#### Task statement
Reproduce the listing below word for word, from its first line down to and including the line that contains "[0,237,215,312]".

[A data block]

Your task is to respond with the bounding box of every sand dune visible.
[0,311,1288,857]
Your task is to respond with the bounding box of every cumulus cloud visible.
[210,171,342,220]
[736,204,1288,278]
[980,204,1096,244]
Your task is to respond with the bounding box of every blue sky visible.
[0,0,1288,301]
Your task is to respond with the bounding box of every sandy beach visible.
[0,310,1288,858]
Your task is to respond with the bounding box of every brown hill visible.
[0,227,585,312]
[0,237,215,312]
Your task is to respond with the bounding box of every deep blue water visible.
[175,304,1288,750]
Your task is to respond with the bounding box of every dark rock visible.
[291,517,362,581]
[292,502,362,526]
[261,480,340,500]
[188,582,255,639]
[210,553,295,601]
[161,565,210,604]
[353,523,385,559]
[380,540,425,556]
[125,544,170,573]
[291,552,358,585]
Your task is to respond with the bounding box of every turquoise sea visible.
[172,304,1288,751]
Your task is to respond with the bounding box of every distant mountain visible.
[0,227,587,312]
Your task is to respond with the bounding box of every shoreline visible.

#### Right answer
Your task is to respond with the bounding box of every sand dune visible.
[0,311,1288,857]
Your task is to respond with the bounding box of every cumulus cloud visible.
[210,171,342,220]
[736,204,1288,278]
[980,204,1096,244]
Your task is to respond with the bounding box of every blue sky visible.
[0,0,1288,301]
Your task is to respond with the bounding box of every sandy beach visible.
[0,310,1288,858]
Your task is to respond with the bounding box of every brown hill visible.
[0,227,585,312]
[0,237,215,312]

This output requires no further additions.